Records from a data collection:
..........

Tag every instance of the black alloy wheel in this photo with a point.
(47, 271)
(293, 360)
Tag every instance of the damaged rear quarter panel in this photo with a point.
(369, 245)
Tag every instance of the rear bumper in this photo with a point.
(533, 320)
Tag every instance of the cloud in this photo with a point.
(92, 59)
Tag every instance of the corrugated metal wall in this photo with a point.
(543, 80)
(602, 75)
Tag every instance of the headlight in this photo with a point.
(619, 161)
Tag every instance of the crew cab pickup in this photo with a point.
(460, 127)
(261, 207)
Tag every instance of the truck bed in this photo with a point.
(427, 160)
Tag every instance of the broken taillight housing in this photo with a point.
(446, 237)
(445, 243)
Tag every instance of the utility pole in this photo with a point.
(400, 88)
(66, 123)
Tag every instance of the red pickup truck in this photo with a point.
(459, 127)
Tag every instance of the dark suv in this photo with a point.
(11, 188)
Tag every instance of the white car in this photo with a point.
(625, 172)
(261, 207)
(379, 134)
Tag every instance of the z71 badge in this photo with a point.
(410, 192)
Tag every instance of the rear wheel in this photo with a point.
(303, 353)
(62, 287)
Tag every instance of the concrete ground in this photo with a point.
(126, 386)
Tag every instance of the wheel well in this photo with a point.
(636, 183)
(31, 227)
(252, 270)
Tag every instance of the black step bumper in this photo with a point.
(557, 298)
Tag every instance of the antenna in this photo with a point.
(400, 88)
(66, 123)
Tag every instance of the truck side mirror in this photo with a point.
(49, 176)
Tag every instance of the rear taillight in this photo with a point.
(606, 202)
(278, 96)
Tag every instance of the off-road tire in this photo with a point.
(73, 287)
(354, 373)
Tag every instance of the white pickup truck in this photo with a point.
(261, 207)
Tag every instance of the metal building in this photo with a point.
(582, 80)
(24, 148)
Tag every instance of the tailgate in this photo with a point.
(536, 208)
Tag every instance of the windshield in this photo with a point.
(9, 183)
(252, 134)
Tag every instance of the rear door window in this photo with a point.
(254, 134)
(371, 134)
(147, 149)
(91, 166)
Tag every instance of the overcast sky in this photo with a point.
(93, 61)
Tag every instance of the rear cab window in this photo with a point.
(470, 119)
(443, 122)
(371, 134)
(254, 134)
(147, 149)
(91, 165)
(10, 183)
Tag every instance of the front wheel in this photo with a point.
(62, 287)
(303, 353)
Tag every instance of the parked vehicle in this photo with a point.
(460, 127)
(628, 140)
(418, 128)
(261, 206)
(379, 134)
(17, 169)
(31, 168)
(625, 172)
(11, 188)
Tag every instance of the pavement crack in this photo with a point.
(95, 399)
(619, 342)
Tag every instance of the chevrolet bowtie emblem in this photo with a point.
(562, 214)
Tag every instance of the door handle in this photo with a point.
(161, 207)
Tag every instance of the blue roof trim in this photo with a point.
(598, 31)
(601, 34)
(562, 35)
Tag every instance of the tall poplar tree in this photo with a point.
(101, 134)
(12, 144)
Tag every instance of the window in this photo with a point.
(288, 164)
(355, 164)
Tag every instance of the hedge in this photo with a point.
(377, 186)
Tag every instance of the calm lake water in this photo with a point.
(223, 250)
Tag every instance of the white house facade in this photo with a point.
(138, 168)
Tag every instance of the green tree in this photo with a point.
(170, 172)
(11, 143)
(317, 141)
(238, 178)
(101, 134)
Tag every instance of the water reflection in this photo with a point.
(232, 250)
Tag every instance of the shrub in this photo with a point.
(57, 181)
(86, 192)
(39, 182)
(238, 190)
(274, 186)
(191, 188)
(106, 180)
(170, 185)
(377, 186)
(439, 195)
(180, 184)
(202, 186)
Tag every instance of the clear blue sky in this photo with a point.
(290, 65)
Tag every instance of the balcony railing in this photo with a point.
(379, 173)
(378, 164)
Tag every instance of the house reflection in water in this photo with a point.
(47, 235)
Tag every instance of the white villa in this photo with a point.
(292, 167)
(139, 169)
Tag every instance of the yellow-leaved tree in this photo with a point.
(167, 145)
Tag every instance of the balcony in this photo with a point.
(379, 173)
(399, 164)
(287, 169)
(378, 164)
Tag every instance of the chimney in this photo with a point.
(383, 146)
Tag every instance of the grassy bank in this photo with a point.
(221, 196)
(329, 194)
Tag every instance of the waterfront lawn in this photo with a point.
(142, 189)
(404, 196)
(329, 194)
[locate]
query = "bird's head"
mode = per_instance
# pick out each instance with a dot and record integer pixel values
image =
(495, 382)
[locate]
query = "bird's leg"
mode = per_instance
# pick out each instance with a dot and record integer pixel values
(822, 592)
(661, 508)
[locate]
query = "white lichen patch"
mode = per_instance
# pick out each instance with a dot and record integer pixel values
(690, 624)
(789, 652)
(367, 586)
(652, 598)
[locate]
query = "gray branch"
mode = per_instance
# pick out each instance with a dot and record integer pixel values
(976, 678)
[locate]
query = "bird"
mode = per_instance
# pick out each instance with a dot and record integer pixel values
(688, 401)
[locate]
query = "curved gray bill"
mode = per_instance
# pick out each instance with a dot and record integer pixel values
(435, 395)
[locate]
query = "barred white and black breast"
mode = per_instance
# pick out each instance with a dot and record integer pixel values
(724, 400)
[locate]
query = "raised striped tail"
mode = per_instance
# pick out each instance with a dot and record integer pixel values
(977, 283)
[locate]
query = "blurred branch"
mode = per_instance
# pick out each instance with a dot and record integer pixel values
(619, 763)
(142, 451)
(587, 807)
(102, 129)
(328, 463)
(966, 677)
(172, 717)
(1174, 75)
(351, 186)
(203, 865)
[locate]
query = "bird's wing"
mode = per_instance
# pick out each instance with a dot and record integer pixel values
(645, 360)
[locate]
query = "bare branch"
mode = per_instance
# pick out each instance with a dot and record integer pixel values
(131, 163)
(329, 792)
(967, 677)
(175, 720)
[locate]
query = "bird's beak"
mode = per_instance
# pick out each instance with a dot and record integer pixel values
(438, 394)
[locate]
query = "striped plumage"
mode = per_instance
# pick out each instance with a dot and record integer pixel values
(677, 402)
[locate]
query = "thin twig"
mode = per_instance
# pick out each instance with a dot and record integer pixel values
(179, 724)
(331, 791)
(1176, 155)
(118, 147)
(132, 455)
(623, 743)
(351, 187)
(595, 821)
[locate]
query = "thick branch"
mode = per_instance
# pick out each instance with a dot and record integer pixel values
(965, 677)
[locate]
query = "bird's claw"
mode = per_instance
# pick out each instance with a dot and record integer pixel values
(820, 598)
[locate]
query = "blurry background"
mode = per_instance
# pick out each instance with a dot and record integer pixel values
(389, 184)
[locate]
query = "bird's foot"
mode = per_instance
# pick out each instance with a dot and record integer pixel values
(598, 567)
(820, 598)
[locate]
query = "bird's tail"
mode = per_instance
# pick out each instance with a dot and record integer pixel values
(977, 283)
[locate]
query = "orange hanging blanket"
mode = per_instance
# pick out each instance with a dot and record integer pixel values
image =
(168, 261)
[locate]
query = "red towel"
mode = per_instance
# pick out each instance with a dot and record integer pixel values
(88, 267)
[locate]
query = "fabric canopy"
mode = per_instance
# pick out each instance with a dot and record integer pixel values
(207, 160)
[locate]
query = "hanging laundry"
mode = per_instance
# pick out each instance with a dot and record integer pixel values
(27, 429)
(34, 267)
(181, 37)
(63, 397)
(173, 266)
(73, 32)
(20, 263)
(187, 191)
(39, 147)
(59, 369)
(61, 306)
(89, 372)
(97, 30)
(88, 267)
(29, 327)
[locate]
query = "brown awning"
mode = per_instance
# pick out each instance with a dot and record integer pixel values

..........

- _ASSIGNED TASK_:
From the data above, copy each line that holds "gray".

- _SOLUTION_:
query = "gray branch"
query = "curved gray bill"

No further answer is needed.